*** Opening TEXT PROVIDED ***

MOSCOW (Pakistan Point News / Sputnik - 15th July, 2021) Russia and the United States should both take a chance to call on the Cuban authorities to be more transparent with its people, Paul Webster Hare, a former British ambassador in Havana told Sputnik, adding that protest-hit Cuba desperately needs investments from both Russia and the US, as well as other countries.
Since Sunday, Cuba has witnessed its largest protests since 1994, fueled by anger over shortages of basic goods. Thousands of people demanded free elections and the resolution of social issues. According to media, protests and gatherings took place in eight Cuban cities, including Havana. In response, government and Communist Party supporters held their own marches.
"Both Russia and America should take the opportunity to urge the Cuban government to be more transparent with its citizens and not hold back the economy by favoring military run and state-owned entities. That is the likely road to improving food supplies and improvements in a struggling economy," Hare, who is currently a Senior Lecturer in international relations at the Frederick S. Pardee school of Global Studies at Boston University, said.
The consequences of the protests should be a warning to the Havana administration that in an era of social media it needs to explain its policies better and accept that there should be a popular debate on how to deal with food shortages, high prices and poor vaccination rates, according to Hare.
"The main issue here is that Cuba should recognize they need new ideas and a loosening of many controls on private sector activities that are holding a country back," he said.
Meanwhile, Cuban President Miguel Diaz-Canel has recently said that those who participate in massive protests that have engulfed Cuba are paid by the US to provoke unrest. The US has stressed that it would be a "grievous mistake" on the part of Havana to say that Washington was involved in the protests, adding that there was every indication that the protests in Cuba over the weekend were spontaneous and not induced by other countries.
Russia, in its turn, expressed confidence in prompt normalization of the situation in the Caribbean country and warned against interference in Cuba's domestic affairs.
This year, Cuba marked the 62nd anniversary of the triumph of the Cuban Revolution over the regime of Fulgencio Batista, the notorious US-backed military dictator who served until 1959. After the revolution, Washington, which did not welcome the new government led by communist revolutionary Fidel Castro, has since hit the small island nation with numerous sanctions. The restrictions severely crippled the country's tourism, energy, transportation, telecommunications, healthcare, education and food security systems.
Things began looking up once Barack Obama came to the White House. His administration oversaw a period the media called the "Cuban thaw" during which sanctions started being lifted and bilateral relations began normalizing. However, the Trump administration reversed the policy.

*** Closing TEXT PROVIDED ***
*** Opening EXCERPTED DATA ***

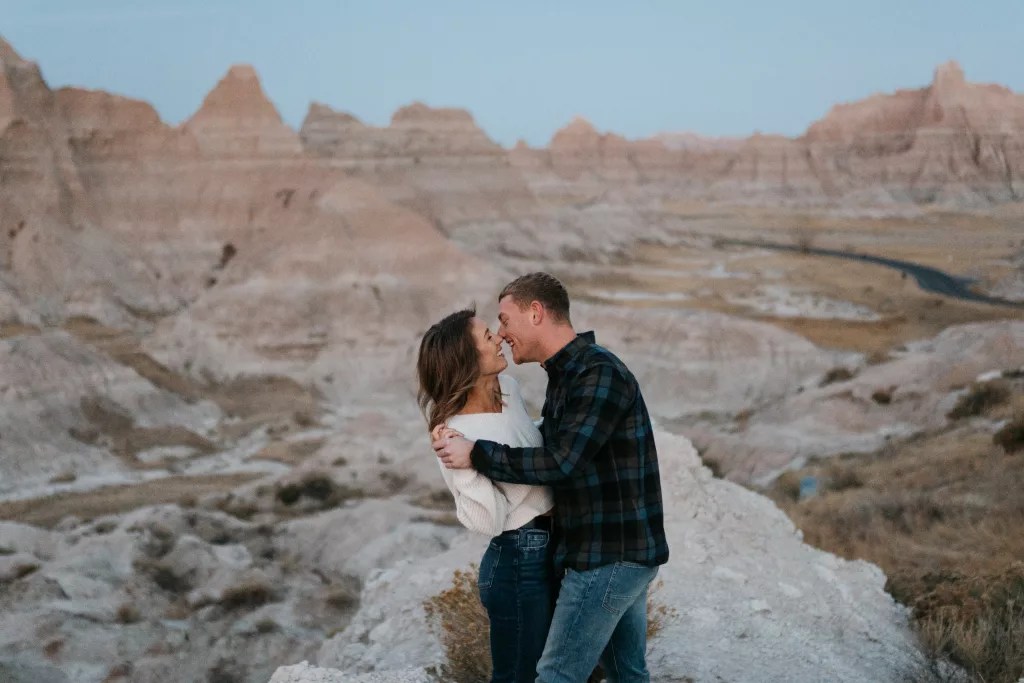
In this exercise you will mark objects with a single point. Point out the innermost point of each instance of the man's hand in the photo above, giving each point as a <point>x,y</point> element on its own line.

*** Closing EXCERPTED DATA ***
*** Opening EXCERPTED DATA ***

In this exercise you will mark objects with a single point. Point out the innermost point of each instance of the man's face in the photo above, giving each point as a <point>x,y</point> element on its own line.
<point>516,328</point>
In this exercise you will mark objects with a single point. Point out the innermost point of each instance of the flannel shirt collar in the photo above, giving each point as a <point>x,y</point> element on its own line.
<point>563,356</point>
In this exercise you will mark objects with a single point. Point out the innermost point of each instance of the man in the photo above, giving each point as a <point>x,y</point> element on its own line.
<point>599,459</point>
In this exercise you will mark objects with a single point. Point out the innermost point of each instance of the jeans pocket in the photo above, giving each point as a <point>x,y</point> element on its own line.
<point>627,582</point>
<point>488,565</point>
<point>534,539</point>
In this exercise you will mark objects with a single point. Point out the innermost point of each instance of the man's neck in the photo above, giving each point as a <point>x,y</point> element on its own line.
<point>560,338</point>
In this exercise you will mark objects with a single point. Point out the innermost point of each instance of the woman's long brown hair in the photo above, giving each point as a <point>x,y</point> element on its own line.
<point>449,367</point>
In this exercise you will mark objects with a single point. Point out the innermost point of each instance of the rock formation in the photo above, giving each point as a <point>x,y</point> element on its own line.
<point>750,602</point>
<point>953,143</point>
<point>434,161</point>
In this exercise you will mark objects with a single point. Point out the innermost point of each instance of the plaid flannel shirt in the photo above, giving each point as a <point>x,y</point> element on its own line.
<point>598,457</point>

*** Closing EXCERPTED DATA ***
*** Opening EXCERPTED DATA ***

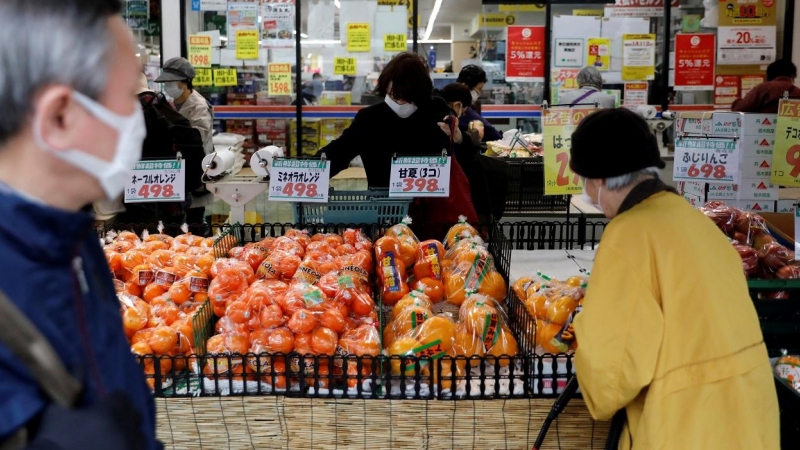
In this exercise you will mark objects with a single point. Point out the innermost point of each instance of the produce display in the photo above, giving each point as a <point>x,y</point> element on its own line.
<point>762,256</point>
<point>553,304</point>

*** Closing EXCERPTED DATA ***

▸ **TASKS TO COMPLETE**
1) According to the Cuba protests article, in how many Cuban cities did protests and gatherings take place?
2) Translate this sentence from the Cuba protests article into Spanish: "Russia, in its turn, expressed confidence in prompt normalization of the situation in the Caribbean country and warned against interference in Cuba's domestic affairs."
The rows have no role here.

▸ **WRITTEN ANSWERS**
1) Eight, including Havana.

2) Rusia, por su parte, expresó su confianza en una pronta normalización de la situación en el país caribeño y advirtió contra la injerencia en los asuntos internos de Cuba.